OBJECTIVES:
**1)** Answer these questions from the sailing blog post:
(a) How far is El Salvador from the last Mexican port of Chiapas?
(b) How much water was seen under the keel during the entrance over the bar?
(c) How many boats did Bill have to bring in on the day of the crossing?
**2)** Rewrite the part of the sailing blog post that opens with the words containing "This bar has" and closes with "across the bar.", putting "harbor pilot" in place of "panga pilot".

TEXT SECTION:
········

Last Exit Wave 3

The El Salvador Submarine

In Blog, El Salvadore, Living Aboard by Adam5 Comments

El Salvador cruising and the Submarine

Submarine? Yes, wait for it.

In keeping with our plan to sail from Puerto Vallarta to Panama and back this season, we made a two night passage to El Salvador.

It’s a cool 250 miles from the last Mexican port of Chiapas Mexico. That’s about 48 hours when planning. Sometimes it can get a bit windy.

Level stove

Level stove

El Salvador takes planning as there’s a bar that has to be crossed to enter Bahia del Sol. By bar, I mean an area offshore where it’s shallow because of the estuary entrance but waves are breaking.

This bar has to be crossed at high tide For our entrance, we saw 9′ under the keel.

Breaking waves from offshore

Breaking waves from offshore

We timed our arrival offshore Bahia del Sol about an hour before high tide and met our panga pilot Bill just before the crossing. It was a busy day for Bill as there were 4 boats to enter; one at a time. Bill runs the El Salvador cruisers rally and pretty much the whole Bahia del Sol.  Check out the rally here. Annual El Salvador Cruisers Rally

Volare bar crossing inbound

Volare bar crossing inbound

When our turn came up we were told when to power up, and we did! Full throttle as we accelerated just on the backside of a wave. I didn’t look at the speed when the second wave caught us but since we were going 8.5kt before the wave, I’m estimating we went 11-12kts with the wave, if not more. We surfed this wave most of the way across the bar.

Crossing the bar inbound

Crossing the bar inbound

An exciting entry for sure!

Raising the El Salvador flag

Raising the El Salvador flag

Once in the estuary, it’s a very protected anchorage. The tide is very strong every day but otherwise calm and protected. It is odd though to see Volare with her stern to a 15kt breeze at anchor.  We also met our friends whom we haven’t seen in about 5 years.

········

DATA SUPPLIED:

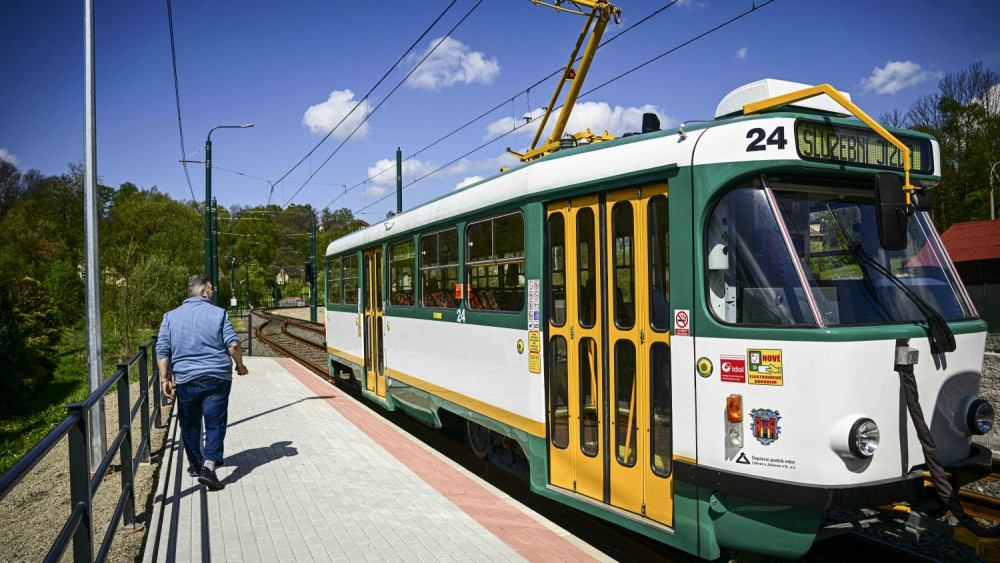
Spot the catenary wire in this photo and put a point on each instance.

········

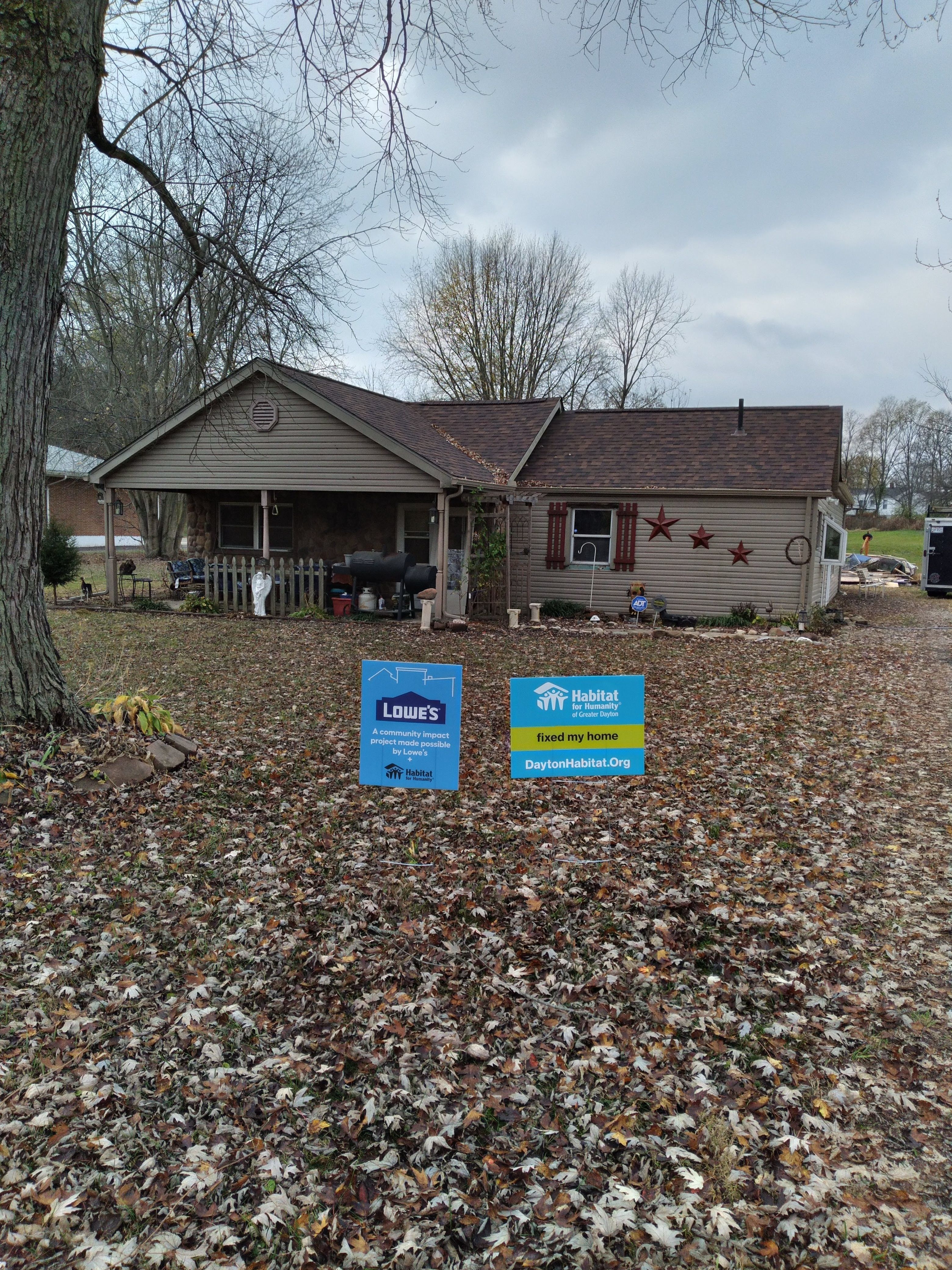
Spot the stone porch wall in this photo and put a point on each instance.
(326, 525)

········

EXERCISE RESPONSES:
**1)**
(a) 250 miles
(b) 9′
(c) 4 boats

**2)**
This bar has to be crossed at high tide For our entrance, we saw 9′ under the keel.

Breaking waves from offshore

Breaking waves from offshore

We timed our arrival offshore Bahia del Sol about an hour before high tide and met our harbor pilot Bill just before the crossing. It was a busy day for Bill as there were 4 boats to enter; one at a time. Bill runs the El Salvador cruisers rally and pretty much the whole Bahia del Sol.  Check out the rally here. Annual El Salvador Cruisers Rally

Volare bar crossing inbound

Volare bar crossing inbound

When our turn came up we were told when to power up, and we did! Full throttle as we accelerated just on the backside of a wave. I didn’t look at the speed when the second wave caught us but since we were going 8.5kt before the wave, I’m estimating we went 11-12kts with the wave, if not more. We surfed this wave most of the way across the bar.